- [DOCUMENT SEGMENT]:
Open Arthur-g-p opened 4 months ago

Arthur-g-p commented 4 months ago

Your current environment

The output of `python collect_env.py`

PyTorch version: 2.3.1+cpu Is debug build: False CUDA used to build PyTorch: None ROCM used to build PyTorch: N/A

OS: Microsoft Windows 11 Pro GCC version: Could not collect Clang version: Could not collect CMake version: Could not collect Libc version: N/A

Python version: 3.10.11 (tags/v3.10.11:7d4cc5a, Apr 5 2023, 00:38:17) [MSC v.1929 64 bit (AMD64)] (64-bit runtime) Python platform: Windows-10-10.0.22621-SP0 Is CUDA available: False CUDA runtime version: No CUDA CUDA_MODULE_LOADING set to: N/A GPU models and configuration: No CUDA Nvidia driver version: No CUDA cuDNN version: No CUDA HIP runtime version: N/A MIOpen runtime version: N/A Is XNNPACK available: True

CPU: Architecture=9 CurrentClockSpeed=1910 DeviceID=CPU0 Family=198 L2CacheSize=1024 L2CacheSpeed= Manufacturer=GenuineIntel MaxClockSpeed=2112 Name=Intel(R) Core(TM) i7-8665U CPU @ 1.90GHz ProcessorType=3 Revision=

Versions of relevant libraries: [pip3] numpy==1.26.4 [pip3] optree==0.11.0 [pip3] torch==2.3.1 [pip3] transformers==4.41.2 [conda] Could not collect ROCM Version: Could not collect Neuron SDK Version: N/A vLLM Version: N/A vLLM Build Flags: CUDA Archs: Not Set; ROCm: Disabled; Neuron: Disabled GPU Topology: Could not collect

🐛 Describe the bug

When running benchmark_serving.py with the --model parameter, I encountered a TypeError related to the snapshot_download() function.

- [DIRECTIVES]:
a - Name every library that the bug report lists under pip3, giving the version shown for each.
b - Extend the bug report about the benchmark_serving.py TypeError, starting after its final sentence.

- [PROVIDED RECORDS]:
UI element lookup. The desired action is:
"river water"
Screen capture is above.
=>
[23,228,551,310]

- [RESULTS OF THE TASKS]:
a - numpy 1.26.4, optree 0.11.0, torch 2.3.1, transformers 4.41.2

b -
Error message: TypeError: snapshot_download() got an unexpected keyword argument 'model_id'

Root cause: The issue lies in the get_model() function defined in backend_request_func.py. This function calls snapshot_download() from either modelscope or huggingface_hub depending on the VLLM_USE_MODELSCOPE environment variable. Code Snippet:

def get_model(pretrained_model_name_or_path: str):
    if os.getenv('VLLM_USE_MODELSCOPE', 'False').lower() == 'true':
        from modelscope import snapshot_download
    else:
        from huggingface_hub import snapshot_download

    model_path = snapshot_download(
        model_id=pretrained_model_name_or_path,
        local_files_only=huggingface_hub.constants.HF_HUB_OFFLINE,
        ignore_file_pattern=[".*.pt", ".*.safetensors", ".*.bin"])
    return model_path

Problem: The snapshot_download() function from huggingface_hub does not recognize the model_id and ignore_file_pattern parameters. According to the Hugging Face Hub documentation, model_id should be replaced with repo_id, and ignore_file_pattern should be replaced with ignore_patterns.

Using the pattern ".*.safetensors" leads to the download of the safetensors files anyway. It should be updated to "*.safetensors".

Let me know if misunderstood something.

github-actions[bot] commented 1 week ago

This issue has been automatically marked as stale because it has not had any activity within 90 days. It will be automatically closed if no further activity occurs within 30 days. Leave a comment if you feel this issue should remain open. Thank you!